Box-Annotationen zu Fotos:
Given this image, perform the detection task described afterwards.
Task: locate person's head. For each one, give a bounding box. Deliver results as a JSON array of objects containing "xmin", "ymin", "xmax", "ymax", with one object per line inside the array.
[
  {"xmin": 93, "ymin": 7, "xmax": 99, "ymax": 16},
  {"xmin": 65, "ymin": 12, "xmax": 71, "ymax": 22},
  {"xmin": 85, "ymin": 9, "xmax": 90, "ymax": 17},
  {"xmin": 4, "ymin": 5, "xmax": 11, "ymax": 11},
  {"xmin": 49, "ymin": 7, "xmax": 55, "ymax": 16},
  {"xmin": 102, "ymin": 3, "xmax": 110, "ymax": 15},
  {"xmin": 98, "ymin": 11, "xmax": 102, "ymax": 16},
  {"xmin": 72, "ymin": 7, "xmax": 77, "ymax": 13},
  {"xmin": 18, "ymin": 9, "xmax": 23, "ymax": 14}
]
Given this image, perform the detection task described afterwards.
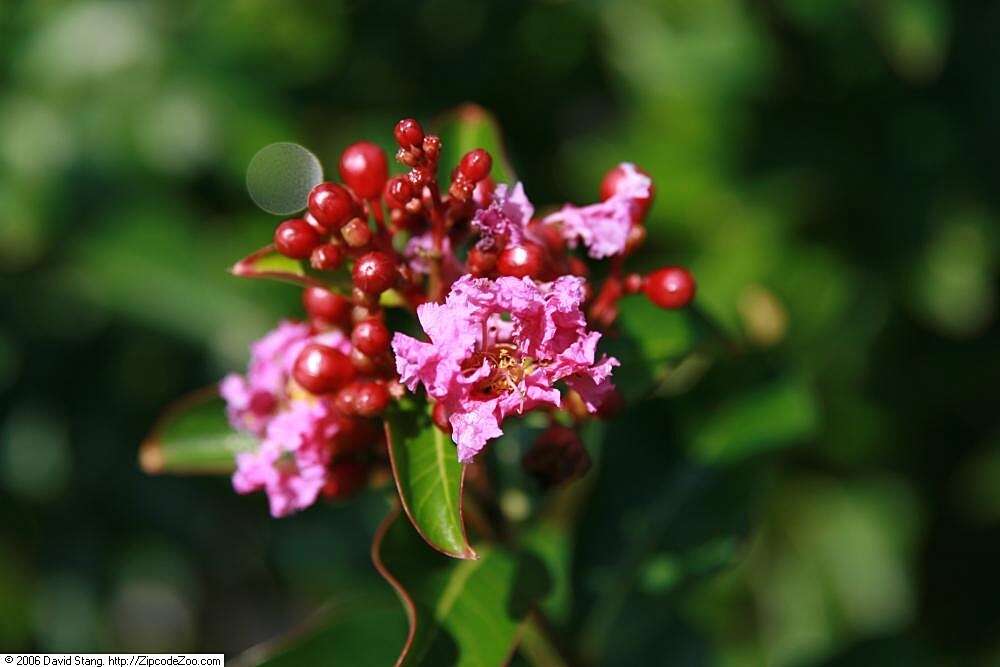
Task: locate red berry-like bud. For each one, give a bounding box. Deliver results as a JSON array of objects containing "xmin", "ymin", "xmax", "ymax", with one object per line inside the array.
[
  {"xmin": 472, "ymin": 176, "xmax": 497, "ymax": 207},
  {"xmin": 309, "ymin": 182, "xmax": 356, "ymax": 230},
  {"xmin": 302, "ymin": 287, "xmax": 351, "ymax": 324},
  {"xmin": 333, "ymin": 382, "xmax": 358, "ymax": 416},
  {"xmin": 340, "ymin": 218, "xmax": 372, "ymax": 248},
  {"xmin": 354, "ymin": 380, "xmax": 390, "ymax": 417},
  {"xmin": 351, "ymin": 318, "xmax": 389, "ymax": 357},
  {"xmin": 323, "ymin": 460, "xmax": 368, "ymax": 500},
  {"xmin": 431, "ymin": 403, "xmax": 451, "ymax": 433},
  {"xmin": 497, "ymin": 241, "xmax": 545, "ymax": 278},
  {"xmin": 458, "ymin": 148, "xmax": 493, "ymax": 183},
  {"xmin": 468, "ymin": 246, "xmax": 497, "ymax": 278},
  {"xmin": 309, "ymin": 243, "xmax": 344, "ymax": 271},
  {"xmin": 351, "ymin": 250, "xmax": 396, "ymax": 294},
  {"xmin": 274, "ymin": 218, "xmax": 320, "ymax": 259},
  {"xmin": 292, "ymin": 343, "xmax": 354, "ymax": 394},
  {"xmin": 623, "ymin": 273, "xmax": 646, "ymax": 294},
  {"xmin": 385, "ymin": 176, "xmax": 413, "ymax": 208},
  {"xmin": 340, "ymin": 141, "xmax": 389, "ymax": 199},
  {"xmin": 646, "ymin": 266, "xmax": 695, "ymax": 308},
  {"xmin": 351, "ymin": 347, "xmax": 378, "ymax": 375},
  {"xmin": 392, "ymin": 118, "xmax": 424, "ymax": 148},
  {"xmin": 424, "ymin": 134, "xmax": 441, "ymax": 162},
  {"xmin": 406, "ymin": 167, "xmax": 434, "ymax": 192},
  {"xmin": 601, "ymin": 165, "xmax": 656, "ymax": 222},
  {"xmin": 521, "ymin": 425, "xmax": 590, "ymax": 487}
]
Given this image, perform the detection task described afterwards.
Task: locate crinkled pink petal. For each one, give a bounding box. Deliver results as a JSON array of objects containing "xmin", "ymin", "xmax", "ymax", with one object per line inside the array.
[
  {"xmin": 472, "ymin": 183, "xmax": 535, "ymax": 249},
  {"xmin": 566, "ymin": 357, "xmax": 619, "ymax": 412},
  {"xmin": 614, "ymin": 162, "xmax": 653, "ymax": 200},
  {"xmin": 544, "ymin": 197, "xmax": 632, "ymax": 259},
  {"xmin": 448, "ymin": 399, "xmax": 503, "ymax": 463},
  {"xmin": 392, "ymin": 276, "xmax": 617, "ymax": 461}
]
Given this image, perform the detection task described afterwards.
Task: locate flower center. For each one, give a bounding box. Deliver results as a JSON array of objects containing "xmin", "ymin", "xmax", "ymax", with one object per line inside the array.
[{"xmin": 462, "ymin": 343, "xmax": 534, "ymax": 399}]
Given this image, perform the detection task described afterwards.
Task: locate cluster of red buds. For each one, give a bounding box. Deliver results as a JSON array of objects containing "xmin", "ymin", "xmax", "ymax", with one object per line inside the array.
[{"xmin": 223, "ymin": 118, "xmax": 695, "ymax": 510}]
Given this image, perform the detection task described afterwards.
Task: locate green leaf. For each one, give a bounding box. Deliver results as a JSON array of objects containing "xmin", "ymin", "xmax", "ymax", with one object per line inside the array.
[
  {"xmin": 372, "ymin": 512, "xmax": 550, "ymax": 667},
  {"xmin": 690, "ymin": 377, "xmax": 819, "ymax": 463},
  {"xmin": 601, "ymin": 297, "xmax": 721, "ymax": 401},
  {"xmin": 235, "ymin": 591, "xmax": 407, "ymax": 667},
  {"xmin": 139, "ymin": 387, "xmax": 257, "ymax": 475},
  {"xmin": 434, "ymin": 104, "xmax": 517, "ymax": 188},
  {"xmin": 385, "ymin": 401, "xmax": 476, "ymax": 558},
  {"xmin": 230, "ymin": 245, "xmax": 324, "ymax": 287}
]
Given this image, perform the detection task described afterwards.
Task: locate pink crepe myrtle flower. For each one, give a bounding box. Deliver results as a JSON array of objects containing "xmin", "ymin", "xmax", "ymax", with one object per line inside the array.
[
  {"xmin": 219, "ymin": 321, "xmax": 351, "ymax": 517},
  {"xmin": 543, "ymin": 162, "xmax": 652, "ymax": 259},
  {"xmin": 219, "ymin": 321, "xmax": 309, "ymax": 436},
  {"xmin": 392, "ymin": 275, "xmax": 618, "ymax": 462},
  {"xmin": 472, "ymin": 183, "xmax": 535, "ymax": 250}
]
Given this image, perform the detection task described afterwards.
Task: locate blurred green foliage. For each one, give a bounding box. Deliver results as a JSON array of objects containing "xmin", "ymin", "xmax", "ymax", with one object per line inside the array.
[{"xmin": 0, "ymin": 0, "xmax": 1000, "ymax": 665}]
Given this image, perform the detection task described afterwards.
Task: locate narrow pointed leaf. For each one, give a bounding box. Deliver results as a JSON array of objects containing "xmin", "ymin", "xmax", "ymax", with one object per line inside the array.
[
  {"xmin": 385, "ymin": 402, "xmax": 476, "ymax": 558},
  {"xmin": 234, "ymin": 591, "xmax": 407, "ymax": 667},
  {"xmin": 139, "ymin": 387, "xmax": 256, "ymax": 475},
  {"xmin": 434, "ymin": 104, "xmax": 517, "ymax": 189},
  {"xmin": 601, "ymin": 296, "xmax": 724, "ymax": 401},
  {"xmin": 230, "ymin": 245, "xmax": 323, "ymax": 286},
  {"xmin": 372, "ymin": 513, "xmax": 550, "ymax": 667}
]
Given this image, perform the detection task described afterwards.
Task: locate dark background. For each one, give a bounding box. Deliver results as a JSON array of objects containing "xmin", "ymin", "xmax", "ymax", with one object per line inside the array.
[{"xmin": 0, "ymin": 0, "xmax": 1000, "ymax": 665}]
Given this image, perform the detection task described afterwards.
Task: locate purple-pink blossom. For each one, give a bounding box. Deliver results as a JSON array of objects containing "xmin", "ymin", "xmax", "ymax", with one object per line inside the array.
[
  {"xmin": 472, "ymin": 183, "xmax": 535, "ymax": 250},
  {"xmin": 543, "ymin": 162, "xmax": 652, "ymax": 259},
  {"xmin": 392, "ymin": 276, "xmax": 618, "ymax": 462},
  {"xmin": 219, "ymin": 321, "xmax": 350, "ymax": 517}
]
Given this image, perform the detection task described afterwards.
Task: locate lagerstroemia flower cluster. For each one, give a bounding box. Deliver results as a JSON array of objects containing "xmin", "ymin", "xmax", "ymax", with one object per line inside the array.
[{"xmin": 220, "ymin": 119, "xmax": 694, "ymax": 516}]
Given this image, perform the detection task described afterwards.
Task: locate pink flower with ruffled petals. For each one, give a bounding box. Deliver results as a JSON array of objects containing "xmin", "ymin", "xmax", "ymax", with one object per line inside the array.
[
  {"xmin": 392, "ymin": 276, "xmax": 618, "ymax": 462},
  {"xmin": 543, "ymin": 162, "xmax": 652, "ymax": 259},
  {"xmin": 472, "ymin": 183, "xmax": 535, "ymax": 250},
  {"xmin": 219, "ymin": 321, "xmax": 309, "ymax": 436}
]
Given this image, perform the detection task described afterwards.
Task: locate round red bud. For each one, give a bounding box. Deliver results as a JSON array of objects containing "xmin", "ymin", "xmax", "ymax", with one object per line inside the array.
[
  {"xmin": 292, "ymin": 343, "xmax": 354, "ymax": 394},
  {"xmin": 309, "ymin": 182, "xmax": 356, "ymax": 230},
  {"xmin": 392, "ymin": 118, "xmax": 424, "ymax": 148},
  {"xmin": 351, "ymin": 250, "xmax": 396, "ymax": 294},
  {"xmin": 645, "ymin": 266, "xmax": 696, "ymax": 308},
  {"xmin": 274, "ymin": 218, "xmax": 320, "ymax": 259},
  {"xmin": 302, "ymin": 286, "xmax": 351, "ymax": 324},
  {"xmin": 458, "ymin": 148, "xmax": 493, "ymax": 183},
  {"xmin": 340, "ymin": 141, "xmax": 389, "ymax": 199},
  {"xmin": 309, "ymin": 243, "xmax": 344, "ymax": 271},
  {"xmin": 351, "ymin": 317, "xmax": 389, "ymax": 356}
]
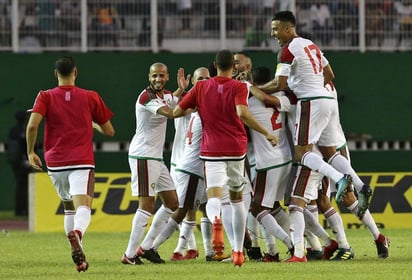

ARBEITSANWEISUNG:
Zählen Sie bitte, in wie vielen Zeilen der Einträge oben das Wort „leaf“ vorkommt. Geben Sie nur die Zahl an.

ANTWORT:
2